* Short exercise A *
Answer these questions about the forum thread, one per line:
(i) In the forum thread, what must happen on the same tick everywhere in the world for trade to work properly?
(ii) How far into the timeline has Nikolai's current Belgium game progressed?
(iii) What population does Chief of Staff report reaching for Great Britain in a pre-1.1 game?

* Supplied passage *
|---|

Could employment be sliced by nations or markets and then spread over multiple ticks (assuming this isn't already done to spread out the weight of the task)?
The issue would be syncing it up with the economy update, and since that needs* to happen on the same tick everywhere in the world in order to get trade to work properly, it's tricky.

* "needs" is questionable here - it's more a matter of it being safer to do it at the same time, to pre-empt bugs and side effects. We could absolutely look into spreading out employment updates on a different schedule and account for any side effects that may arise from it, but it's a task of unknown complexity at the moment.


MathyM said:


I’ll once again ask you to repost these as new threads so they properly appear on the news feed at the top of the forum. Changing visibility/moving to a different forum section makes it too easy to miss the updates for Vic 3 in particular.
We're aware and looking into it! There's some workflow kinks we have to sort out first.


Nikolai said:


I can confirm the public beta has seen some changes to the better. As I have mentioned before, I have a good PC so I didn't get affected as bad as many. But the effect still were there. In my current Belgium game (up to 1920s now) the performance is only slightly down, and the problem is not tick speed. At all. Sometimes the UI is slow for some reason, but that is not consistent. :)
There can still be individual UI panels or such that needs to be tweaked and we do this as we go along but generally tickspeed is favoured :)


Chief of Staff said:


You know, this is funny, because, four months ago, I suggested adding statistics showing global population (along with global GDP) for Victoria 3. It would probably not be helpful, though, because such statistics does not tell you how many pops as a number of distinct groups/units. Still, it would be pretty cool to see the graph accompanying the number for global population to see whether it doubles, triples, or even quadruples. :p

Now that I think about it, I somehow attained a population of like 100 million or even more for Great Britain in a pre-1.1 game (played through to the end by 1936) even though, in real life, it only has 60 (almost 70) million today. :oops: Just to be clear, I came up with that number for the isles, excluding all other states outside the metropolis so to avoid these states skewing the number.

|---|

* Given data *
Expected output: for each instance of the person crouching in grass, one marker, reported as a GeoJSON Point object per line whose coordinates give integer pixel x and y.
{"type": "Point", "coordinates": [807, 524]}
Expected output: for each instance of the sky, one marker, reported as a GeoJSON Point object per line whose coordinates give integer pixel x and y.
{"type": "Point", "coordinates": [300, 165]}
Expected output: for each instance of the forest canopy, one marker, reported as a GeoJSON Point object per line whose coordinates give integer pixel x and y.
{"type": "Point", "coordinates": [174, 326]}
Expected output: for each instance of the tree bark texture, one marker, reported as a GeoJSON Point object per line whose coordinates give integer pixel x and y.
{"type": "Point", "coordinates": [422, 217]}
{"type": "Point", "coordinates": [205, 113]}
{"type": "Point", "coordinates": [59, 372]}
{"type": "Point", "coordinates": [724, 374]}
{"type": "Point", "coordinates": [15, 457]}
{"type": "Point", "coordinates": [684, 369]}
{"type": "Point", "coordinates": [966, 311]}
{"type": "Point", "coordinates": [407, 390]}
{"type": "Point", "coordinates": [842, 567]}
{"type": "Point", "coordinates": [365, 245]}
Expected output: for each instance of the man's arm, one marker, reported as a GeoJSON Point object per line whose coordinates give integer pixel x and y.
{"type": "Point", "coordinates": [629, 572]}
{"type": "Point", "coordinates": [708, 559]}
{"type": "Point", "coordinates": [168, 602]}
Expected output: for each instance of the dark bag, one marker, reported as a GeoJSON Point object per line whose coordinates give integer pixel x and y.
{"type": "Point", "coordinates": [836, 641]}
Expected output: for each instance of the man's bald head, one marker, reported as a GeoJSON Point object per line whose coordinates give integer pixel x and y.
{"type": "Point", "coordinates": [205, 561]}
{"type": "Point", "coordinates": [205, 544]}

|---|

* Short exercise B *
Return, unchanged, the lines of the entries that run from the line containing "Expected output: for each instance of the man's bald" through the end of the entries. Include both ends.

* Finished answer A *
(i) The economy update.
(ii) Up to the 1920s.
(iii) Around 100 million or even more.

* Finished answer B *
Expected output: for each instance of the man's bald head, one marker, reported as a GeoJSON Point object per line whose coordinates give integer pixel x and y.
{"type": "Point", "coordinates": [205, 561]}
{"type": "Point", "coordinates": [205, 544]}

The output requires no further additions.